Stored data entries:
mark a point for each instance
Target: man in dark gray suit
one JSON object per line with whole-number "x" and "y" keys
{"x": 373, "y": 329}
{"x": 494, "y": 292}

REQUIRED ACTION – Copy out each line above, character for character.

OUTPUT –
mark a point for each instance
Target: man in dark gray suit
one JSON object per line with whole-number "x" and "y" keys
{"x": 373, "y": 329}
{"x": 494, "y": 292}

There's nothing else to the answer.